DATASET RECORDS =>
=== Begin Enclosure ===
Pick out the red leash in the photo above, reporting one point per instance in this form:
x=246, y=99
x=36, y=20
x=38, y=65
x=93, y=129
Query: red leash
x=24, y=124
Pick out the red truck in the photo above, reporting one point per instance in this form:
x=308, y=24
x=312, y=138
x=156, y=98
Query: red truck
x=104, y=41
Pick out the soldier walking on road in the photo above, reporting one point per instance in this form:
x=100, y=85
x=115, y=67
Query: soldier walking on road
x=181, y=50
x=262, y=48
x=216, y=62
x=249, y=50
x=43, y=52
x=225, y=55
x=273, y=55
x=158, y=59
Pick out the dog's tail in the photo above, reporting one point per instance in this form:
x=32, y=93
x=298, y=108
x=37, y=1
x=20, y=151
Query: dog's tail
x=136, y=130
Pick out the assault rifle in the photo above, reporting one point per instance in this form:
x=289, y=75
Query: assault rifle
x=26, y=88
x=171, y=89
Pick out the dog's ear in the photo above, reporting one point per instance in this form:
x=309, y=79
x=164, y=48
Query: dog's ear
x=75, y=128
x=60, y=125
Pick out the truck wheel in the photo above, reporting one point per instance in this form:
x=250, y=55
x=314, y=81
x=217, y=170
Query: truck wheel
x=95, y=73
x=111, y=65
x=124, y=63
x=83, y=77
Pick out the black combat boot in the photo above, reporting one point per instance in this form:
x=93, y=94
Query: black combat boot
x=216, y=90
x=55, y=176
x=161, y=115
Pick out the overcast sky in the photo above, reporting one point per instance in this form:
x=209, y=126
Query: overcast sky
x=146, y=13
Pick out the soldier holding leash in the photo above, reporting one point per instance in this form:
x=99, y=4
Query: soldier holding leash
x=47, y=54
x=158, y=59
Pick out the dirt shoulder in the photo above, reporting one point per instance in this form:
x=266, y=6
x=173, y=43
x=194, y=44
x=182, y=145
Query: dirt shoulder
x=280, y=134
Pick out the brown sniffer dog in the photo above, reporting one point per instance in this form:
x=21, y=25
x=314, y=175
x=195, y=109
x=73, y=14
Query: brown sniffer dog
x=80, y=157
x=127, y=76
=== End Enclosure ===
EXERCISE GOAL =>
Having read the material, set all of it down again without a single difference.

SOLUTION =>
Pick out the red leash in the photo above, reporting one point per instance in this form:
x=246, y=99
x=36, y=20
x=38, y=65
x=93, y=129
Query: red leash
x=24, y=124
Pick out the red truck in the photo above, reporting one point per instance in this form:
x=308, y=24
x=312, y=138
x=156, y=98
Query: red truck
x=104, y=41
Pick out the soldier walking on road in the photo above, reporting one point per instance in this form:
x=100, y=85
x=115, y=67
Query: soldier walking on road
x=181, y=50
x=262, y=48
x=216, y=62
x=249, y=50
x=43, y=52
x=225, y=55
x=273, y=55
x=158, y=59
Pick out the dog's tail in the photo above, reporting one point per instance in this form:
x=32, y=93
x=298, y=108
x=37, y=1
x=20, y=151
Query: dog's tail
x=136, y=130
Pick out the assault rifle in the photo above, reporting one point per instance in this form:
x=289, y=75
Query: assault rifle
x=26, y=88
x=171, y=89
Pick out the dog's ear in the photo above, reporting one point per instance in this form:
x=309, y=79
x=164, y=48
Query: dog's ear
x=75, y=128
x=60, y=125
Pick out the truck wheel in the photo above, reporting one point per instance in this form:
x=250, y=55
x=314, y=81
x=217, y=170
Query: truck wheel
x=95, y=73
x=111, y=65
x=124, y=63
x=83, y=77
Pick out the black combat boot in the photo above, reporting one point per instance in this form:
x=93, y=94
Query: black combat boot
x=216, y=90
x=55, y=176
x=161, y=115
Pick out the overcast sky in the photo above, reporting one point per instance in this form:
x=209, y=126
Query: overcast sky
x=146, y=13
Pick out the soldier holding leash in the photo above, reporting one point per instance in this form:
x=99, y=4
Query: soldier holding leash
x=47, y=54
x=158, y=59
Pick out the dirt shoulder in the photo above, reporting one point per instance in this form:
x=266, y=6
x=173, y=43
x=194, y=44
x=182, y=145
Query: dirt shoulder
x=280, y=134
Pick out the brown sniffer dog in the photo above, reporting one point per instance in this form:
x=21, y=25
x=314, y=175
x=195, y=109
x=73, y=14
Query: brown sniffer dog
x=80, y=157
x=127, y=76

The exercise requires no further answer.